Após 30 anos, cientistas dizem que DNA humano foi 100% sequenciado
Demorou mais de três décadas, mas nosso DNA foi, finalmente, 100% sequenciado, segundo cientistas do consórcio Telomere to Telomere (T2), formado por pesquisadores da Universidade da Califórnia, da Universidade de Washington e do Instituto Nacional de Pesquisa do Genoma Humano (NIH-EUA).
Com uso de novos métodos e tecnologias de sequenciamento genético, inclusive de empresas do setor privado, foi possível preencher todas as lacunas do histórico Projeto Genoma Humano (PGH), iniciado em 1990 com o propósito de destrinchá-lo — alguns dos cientistas envolvidos na descoberta recente fizeram parte do PGH original.
O artigo já está disponível na plataforma de estudos científicos bioRxiv, mas ainda não passou pela fase de revisão dos pares. Por isso, apenas quando os resultados forem publicados em uma revista científica, a descoberta poderá ser anunciada oficialmente.
O PGH foi uma grande pesquisa financiada pelo governo dos Estados Unidos, com a participação de cientistas de 18 países. Os resultados finais foram apresentados em abril de 2003, mas ficaram faltando alguns pedaços: as lacunas somavam cerca de 8% do genoma humano.
O genoma é como um manual de instruções genético: contém as informações hereditárias da vida, tudo que um organismo precisa para funcionar, se desenvolver e reproduzir. O genoma humano está codificado no nosso DNA — ou seja, o genoma exato de cada um é único, mas compartilhamos 99,9% dele com todas as pessoas.

DADOS FORNECIDOS:
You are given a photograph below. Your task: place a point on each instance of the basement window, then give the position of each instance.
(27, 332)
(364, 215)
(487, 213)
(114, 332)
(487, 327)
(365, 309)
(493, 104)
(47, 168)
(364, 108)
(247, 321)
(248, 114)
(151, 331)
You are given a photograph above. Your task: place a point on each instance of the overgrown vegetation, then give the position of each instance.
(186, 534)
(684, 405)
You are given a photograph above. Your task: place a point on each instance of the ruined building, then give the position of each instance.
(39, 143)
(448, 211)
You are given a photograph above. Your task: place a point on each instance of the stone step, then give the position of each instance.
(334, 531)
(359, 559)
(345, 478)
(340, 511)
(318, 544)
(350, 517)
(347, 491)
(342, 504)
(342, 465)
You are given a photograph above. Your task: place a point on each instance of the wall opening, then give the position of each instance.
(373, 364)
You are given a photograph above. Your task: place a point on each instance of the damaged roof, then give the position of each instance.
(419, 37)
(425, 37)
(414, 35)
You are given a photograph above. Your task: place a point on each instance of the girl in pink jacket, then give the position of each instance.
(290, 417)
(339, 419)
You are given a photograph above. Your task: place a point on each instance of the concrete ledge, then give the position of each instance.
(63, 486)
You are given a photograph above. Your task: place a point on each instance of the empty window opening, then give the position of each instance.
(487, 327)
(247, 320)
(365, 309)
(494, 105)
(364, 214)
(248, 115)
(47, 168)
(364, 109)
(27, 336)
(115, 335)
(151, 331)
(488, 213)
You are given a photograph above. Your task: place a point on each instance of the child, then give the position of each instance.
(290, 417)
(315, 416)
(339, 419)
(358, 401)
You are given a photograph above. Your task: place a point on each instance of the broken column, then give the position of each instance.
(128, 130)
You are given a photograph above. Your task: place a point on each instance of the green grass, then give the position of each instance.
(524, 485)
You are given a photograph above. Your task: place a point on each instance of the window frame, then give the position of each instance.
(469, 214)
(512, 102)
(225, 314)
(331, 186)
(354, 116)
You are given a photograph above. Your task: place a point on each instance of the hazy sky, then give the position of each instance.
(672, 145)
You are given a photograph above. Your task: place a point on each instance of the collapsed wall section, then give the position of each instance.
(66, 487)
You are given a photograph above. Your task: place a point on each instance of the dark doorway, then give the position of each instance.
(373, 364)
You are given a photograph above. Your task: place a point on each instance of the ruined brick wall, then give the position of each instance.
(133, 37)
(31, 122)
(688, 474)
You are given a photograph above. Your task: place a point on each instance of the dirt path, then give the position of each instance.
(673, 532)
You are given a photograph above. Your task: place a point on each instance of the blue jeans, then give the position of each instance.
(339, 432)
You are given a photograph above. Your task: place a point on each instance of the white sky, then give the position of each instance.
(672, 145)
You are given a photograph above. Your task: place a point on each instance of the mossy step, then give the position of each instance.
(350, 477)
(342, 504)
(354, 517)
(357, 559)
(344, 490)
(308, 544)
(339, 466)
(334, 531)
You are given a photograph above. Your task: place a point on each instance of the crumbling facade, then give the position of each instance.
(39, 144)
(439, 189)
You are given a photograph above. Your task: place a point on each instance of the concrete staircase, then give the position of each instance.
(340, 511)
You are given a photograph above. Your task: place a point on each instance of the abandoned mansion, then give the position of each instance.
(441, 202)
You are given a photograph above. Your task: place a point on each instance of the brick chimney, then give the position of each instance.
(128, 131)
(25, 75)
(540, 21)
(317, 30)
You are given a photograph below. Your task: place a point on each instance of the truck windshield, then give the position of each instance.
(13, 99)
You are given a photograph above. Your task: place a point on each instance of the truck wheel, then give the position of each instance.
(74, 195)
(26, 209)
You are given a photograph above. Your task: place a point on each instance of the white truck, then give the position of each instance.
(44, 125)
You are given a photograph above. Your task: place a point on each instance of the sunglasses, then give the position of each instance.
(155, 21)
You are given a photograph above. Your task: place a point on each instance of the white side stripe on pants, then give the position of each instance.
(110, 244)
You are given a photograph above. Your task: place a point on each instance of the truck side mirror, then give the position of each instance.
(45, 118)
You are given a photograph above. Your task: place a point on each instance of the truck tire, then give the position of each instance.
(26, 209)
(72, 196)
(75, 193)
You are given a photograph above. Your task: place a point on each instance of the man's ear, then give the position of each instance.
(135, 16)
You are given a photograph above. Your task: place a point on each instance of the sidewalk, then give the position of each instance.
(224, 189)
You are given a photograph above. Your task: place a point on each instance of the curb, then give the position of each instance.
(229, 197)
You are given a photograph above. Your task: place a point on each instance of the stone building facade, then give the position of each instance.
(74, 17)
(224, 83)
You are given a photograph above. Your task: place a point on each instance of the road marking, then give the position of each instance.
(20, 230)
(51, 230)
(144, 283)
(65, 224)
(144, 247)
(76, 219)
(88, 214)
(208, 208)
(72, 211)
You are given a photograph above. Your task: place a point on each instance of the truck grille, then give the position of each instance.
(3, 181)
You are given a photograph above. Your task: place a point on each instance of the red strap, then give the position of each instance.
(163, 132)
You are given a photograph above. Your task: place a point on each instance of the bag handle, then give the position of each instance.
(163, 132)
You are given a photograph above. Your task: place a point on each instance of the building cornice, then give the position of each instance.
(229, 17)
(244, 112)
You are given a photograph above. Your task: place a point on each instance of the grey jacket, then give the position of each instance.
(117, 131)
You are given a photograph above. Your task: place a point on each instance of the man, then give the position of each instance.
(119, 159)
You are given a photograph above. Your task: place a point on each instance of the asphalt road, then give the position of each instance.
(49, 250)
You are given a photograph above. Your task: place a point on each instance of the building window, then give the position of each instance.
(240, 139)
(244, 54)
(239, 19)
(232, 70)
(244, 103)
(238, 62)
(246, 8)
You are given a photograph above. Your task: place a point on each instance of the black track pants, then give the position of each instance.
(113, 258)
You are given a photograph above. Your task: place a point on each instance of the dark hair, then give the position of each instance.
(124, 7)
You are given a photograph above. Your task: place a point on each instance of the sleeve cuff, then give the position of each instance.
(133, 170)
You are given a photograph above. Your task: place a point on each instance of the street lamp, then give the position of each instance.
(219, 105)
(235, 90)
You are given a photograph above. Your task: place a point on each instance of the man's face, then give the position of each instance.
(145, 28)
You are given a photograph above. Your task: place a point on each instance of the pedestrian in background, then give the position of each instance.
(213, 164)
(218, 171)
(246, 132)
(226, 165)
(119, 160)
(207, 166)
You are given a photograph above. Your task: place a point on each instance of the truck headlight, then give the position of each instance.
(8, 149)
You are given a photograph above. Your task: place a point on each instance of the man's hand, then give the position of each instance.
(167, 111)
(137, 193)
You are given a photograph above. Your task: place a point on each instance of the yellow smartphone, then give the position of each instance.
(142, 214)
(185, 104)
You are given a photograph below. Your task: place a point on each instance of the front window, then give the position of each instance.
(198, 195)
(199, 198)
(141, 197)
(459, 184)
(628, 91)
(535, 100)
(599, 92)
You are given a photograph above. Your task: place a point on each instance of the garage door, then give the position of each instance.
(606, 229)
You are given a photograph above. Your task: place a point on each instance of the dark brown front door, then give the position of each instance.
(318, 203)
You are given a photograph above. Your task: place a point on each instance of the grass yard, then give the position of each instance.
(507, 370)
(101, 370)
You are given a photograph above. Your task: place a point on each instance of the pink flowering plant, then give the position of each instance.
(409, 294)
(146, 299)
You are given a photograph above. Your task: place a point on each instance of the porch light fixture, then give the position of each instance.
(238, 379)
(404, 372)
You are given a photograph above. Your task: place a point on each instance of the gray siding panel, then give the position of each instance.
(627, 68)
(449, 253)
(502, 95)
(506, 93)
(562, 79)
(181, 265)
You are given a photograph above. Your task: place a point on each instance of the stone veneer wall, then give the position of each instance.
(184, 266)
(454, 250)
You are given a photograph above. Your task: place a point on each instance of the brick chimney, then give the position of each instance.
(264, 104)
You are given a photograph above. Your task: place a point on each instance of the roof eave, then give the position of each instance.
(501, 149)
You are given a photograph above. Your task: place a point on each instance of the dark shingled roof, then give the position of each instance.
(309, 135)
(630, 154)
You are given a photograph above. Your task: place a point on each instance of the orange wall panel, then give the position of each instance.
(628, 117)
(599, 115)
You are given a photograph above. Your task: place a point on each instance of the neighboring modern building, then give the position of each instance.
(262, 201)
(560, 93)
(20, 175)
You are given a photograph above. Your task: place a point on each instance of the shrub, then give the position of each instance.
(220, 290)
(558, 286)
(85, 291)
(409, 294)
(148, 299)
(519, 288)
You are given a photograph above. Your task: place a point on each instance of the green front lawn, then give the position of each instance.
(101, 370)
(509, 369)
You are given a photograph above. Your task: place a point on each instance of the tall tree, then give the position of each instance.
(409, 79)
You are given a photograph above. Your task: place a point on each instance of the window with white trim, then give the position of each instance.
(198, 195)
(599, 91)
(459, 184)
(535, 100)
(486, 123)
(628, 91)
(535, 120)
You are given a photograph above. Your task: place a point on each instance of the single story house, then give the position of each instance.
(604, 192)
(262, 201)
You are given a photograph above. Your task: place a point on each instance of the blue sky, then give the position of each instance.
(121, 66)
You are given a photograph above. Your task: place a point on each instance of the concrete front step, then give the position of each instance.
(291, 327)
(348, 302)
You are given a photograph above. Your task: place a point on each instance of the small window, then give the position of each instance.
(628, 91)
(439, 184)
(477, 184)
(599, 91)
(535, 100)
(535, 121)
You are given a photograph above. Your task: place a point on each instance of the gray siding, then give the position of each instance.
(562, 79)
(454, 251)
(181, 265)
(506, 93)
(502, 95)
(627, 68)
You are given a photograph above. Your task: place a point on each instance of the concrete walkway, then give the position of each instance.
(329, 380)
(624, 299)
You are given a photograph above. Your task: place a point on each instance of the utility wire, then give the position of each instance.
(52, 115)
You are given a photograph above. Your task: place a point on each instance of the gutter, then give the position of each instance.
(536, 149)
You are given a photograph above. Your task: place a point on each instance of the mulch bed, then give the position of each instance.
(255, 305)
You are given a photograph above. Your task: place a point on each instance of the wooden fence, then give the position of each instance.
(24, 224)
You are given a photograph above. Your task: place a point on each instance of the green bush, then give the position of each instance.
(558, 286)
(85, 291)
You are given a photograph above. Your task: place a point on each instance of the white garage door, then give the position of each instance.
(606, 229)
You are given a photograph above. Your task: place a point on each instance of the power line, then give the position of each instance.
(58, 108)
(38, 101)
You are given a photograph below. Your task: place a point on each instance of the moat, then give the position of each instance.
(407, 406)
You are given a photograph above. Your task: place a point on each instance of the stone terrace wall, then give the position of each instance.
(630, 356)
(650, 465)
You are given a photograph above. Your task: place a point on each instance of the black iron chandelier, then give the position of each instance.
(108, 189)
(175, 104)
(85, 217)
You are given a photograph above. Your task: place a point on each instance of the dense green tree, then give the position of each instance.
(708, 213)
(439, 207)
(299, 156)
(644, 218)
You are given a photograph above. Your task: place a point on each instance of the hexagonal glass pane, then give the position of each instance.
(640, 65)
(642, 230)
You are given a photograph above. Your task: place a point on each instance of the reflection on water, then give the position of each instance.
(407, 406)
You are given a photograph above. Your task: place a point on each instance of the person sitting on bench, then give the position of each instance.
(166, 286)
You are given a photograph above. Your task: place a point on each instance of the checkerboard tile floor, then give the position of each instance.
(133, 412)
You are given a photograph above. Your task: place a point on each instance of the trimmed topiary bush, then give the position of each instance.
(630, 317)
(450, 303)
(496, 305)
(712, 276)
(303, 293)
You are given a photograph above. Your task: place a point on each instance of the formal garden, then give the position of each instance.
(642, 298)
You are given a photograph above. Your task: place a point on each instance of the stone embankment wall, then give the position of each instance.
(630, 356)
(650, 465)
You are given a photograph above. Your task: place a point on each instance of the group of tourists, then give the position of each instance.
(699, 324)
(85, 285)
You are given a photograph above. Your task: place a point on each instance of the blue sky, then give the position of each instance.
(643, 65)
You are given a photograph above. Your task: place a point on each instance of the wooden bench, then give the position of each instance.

LISTA DE TAREFAS:
a: Liste as instituições que, segundo o texto sobre o sequenciamento do DNA humano, formam o consórcio Telomere to Telomere (T2).
b: Transcreva do texto sobre o sequenciamento do DNA humano o trecho que começa nas palavras "Após 30 anos, cientistas" e termina logo após "do PGH original.".

RESPOSTAS POR ITEM:
a:
- Universidade da Califórnia
- Universidade de Washington
- Instituto Nacional de Pesquisa do Genoma Humano (NIH-EUA)

b:
Após 30 anos, cientistas dizem que DNA humano foi 100% sequenciado
Demorou mais de três décadas, mas nosso DNA foi, finalmente, 100% sequenciado, segundo cientistas do consórcio Telomere to Telomere (T2), formado por pesquisadores da Universidade da Califórnia, da Universidade de Washington e do Instituto Nacional de Pesquisa do Genoma Humano (NIH-EUA).
Com uso de novos métodos e tecnologias de sequenciamento genético, inclusive de empresas do setor privado, foi possível preencher todas as lacunas do histórico Projeto Genoma Humano (PGH), iniciado em 1990 com o propósito de destrinchá-lo — alguns dos cientistas envolvidos na descoberta recente fizeram parte do PGH original.